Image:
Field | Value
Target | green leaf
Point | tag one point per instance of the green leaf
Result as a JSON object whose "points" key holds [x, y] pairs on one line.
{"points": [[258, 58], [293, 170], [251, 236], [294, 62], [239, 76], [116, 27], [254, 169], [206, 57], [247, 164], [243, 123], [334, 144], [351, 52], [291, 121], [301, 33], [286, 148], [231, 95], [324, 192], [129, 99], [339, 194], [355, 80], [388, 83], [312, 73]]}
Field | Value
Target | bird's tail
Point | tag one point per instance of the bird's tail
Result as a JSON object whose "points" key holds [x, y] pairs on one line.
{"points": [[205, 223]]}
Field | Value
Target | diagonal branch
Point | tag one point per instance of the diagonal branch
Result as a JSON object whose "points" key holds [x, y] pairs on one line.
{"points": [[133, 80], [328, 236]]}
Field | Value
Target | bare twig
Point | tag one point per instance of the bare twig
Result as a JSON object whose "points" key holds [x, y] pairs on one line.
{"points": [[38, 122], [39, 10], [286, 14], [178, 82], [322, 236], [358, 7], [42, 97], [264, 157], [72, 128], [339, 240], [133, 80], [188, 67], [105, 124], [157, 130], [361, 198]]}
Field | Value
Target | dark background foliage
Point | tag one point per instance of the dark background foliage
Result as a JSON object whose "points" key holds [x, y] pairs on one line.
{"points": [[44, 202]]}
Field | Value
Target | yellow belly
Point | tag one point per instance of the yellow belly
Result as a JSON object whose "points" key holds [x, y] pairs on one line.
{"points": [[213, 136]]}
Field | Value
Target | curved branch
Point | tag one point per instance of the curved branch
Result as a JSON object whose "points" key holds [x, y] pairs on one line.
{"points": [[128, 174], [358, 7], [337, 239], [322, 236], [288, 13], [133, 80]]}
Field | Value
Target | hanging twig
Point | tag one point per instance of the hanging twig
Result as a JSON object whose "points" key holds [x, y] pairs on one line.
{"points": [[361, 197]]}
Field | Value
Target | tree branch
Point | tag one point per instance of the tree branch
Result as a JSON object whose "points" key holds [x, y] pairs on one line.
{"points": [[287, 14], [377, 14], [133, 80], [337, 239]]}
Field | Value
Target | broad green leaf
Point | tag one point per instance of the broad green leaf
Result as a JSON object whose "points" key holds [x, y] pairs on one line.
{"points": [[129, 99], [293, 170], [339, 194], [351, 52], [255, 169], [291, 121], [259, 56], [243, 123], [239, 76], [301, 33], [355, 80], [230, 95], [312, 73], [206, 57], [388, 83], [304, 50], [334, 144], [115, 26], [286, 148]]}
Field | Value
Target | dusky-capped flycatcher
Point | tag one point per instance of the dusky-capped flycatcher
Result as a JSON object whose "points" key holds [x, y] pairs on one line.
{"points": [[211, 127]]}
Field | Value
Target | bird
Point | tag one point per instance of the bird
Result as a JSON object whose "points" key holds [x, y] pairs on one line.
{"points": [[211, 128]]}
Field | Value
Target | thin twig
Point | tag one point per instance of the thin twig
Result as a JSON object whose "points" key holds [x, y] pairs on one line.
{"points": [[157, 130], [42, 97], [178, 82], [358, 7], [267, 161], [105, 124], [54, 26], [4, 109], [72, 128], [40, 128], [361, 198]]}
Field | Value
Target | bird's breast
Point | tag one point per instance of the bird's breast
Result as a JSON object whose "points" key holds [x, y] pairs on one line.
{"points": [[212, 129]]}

▶ [GIVEN EXERCISE]: Write the entries again, exactly as they stand.

▶ [OUTPUT]:
Image:
Field | Value
Target | green leaf
Point | tag one point per instance of the green leaf
Result as a JSON object whose "points" key holds [x, y] pairs on one line.
{"points": [[258, 58], [293, 170], [251, 236], [294, 62], [239, 76], [116, 27], [254, 169], [206, 57], [247, 164], [243, 123], [334, 144], [351, 52], [291, 121], [301, 33], [286, 148], [231, 95], [324, 192], [129, 99], [339, 194], [355, 80], [388, 83], [312, 73]]}
Field | Value
Target | bird's tail
Point | tag one point per instance of the bird's tail
Result as a JSON object whose "points" key holds [x, y] pairs on one line.
{"points": [[205, 223]]}
Field | Value
Target | diagonal branch
Point | tag one point per instance of the diagonal branch
Result as a JSON object whose "points" key holds [x, y] pairs on one line.
{"points": [[133, 80], [328, 236]]}
Field | Value
Target | bare twig
Point | tag one point per instance of the bare twig
Result as a JSON object whose "points" key holds [x, y] pairs on one line.
{"points": [[38, 122], [39, 10], [286, 14], [178, 82], [322, 236], [358, 7], [42, 97], [264, 157], [72, 128], [339, 240], [133, 80], [188, 67], [105, 124], [157, 130], [361, 198]]}
Field | Value
Target | dark background foliage
Point | tag one point per instance of the dark background foliage
Result as a JSON object whose "points" key holds [x, y] pairs on one line.
{"points": [[44, 202]]}
Field | Value
Target | yellow belly
Point | tag one point per instance of the yellow belly
Result as a JSON object whose "points" key holds [x, y] pairs on one line.
{"points": [[213, 136]]}
Field | Value
Target | curved branch
Point | tag one point per instance of the curved branch
Result as a JSON object whose "points" key holds [x, y] pairs on one line.
{"points": [[128, 174], [358, 7], [337, 239], [322, 236], [288, 13], [133, 80]]}
Field | Value
Target | hanging twig
Point | tag one point per instance of the hanging twig
Result as a JSON object whose "points" key holds [x, y] pairs on one line.
{"points": [[361, 197]]}
Field | Value
Target | tree branch
Point | tag one point per instance of the tree branch
Result as a JSON object whose "points" key holds [x, y] pairs on one line.
{"points": [[287, 14], [377, 14], [133, 80], [337, 239]]}
Field | Value
Target | broad green leaf
Point | tag one point per instance of the broad green leaf
Result as a JSON object whose "points" key holds [x, y] pairs on one line.
{"points": [[129, 99], [293, 170], [339, 194], [351, 52], [255, 169], [291, 121], [259, 56], [243, 123], [239, 76], [301, 33], [355, 80], [230, 95], [312, 73], [206, 57], [388, 83], [304, 50], [334, 144], [115, 26], [286, 148]]}
Field | Value
Target | dusky-capped flycatcher
Point | tag one point per instance of the dusky-capped flycatcher
Result as a JSON object whose "points" key holds [x, y] pairs on one line.
{"points": [[211, 127]]}
Field | Value
Target | bird
Point | tag one point per instance of the bird
Result as a JSON object whose "points" key holds [x, y] pairs on one line.
{"points": [[211, 128]]}
Field | Value
Target | thin twig
Point | tag one point per instance of the thin twig
Result as a JSON object whose "points" key holds [x, y] pairs on one line.
{"points": [[157, 130], [42, 97], [178, 82], [358, 7], [267, 161], [105, 124], [54, 26], [4, 109], [72, 128], [40, 128], [361, 198]]}
Field | Value
Target | bird's breast
Point | tag one point per instance of the bird's breast
Result as a JSON object whose "points" key holds [x, y] pairs on one line.
{"points": [[212, 129]]}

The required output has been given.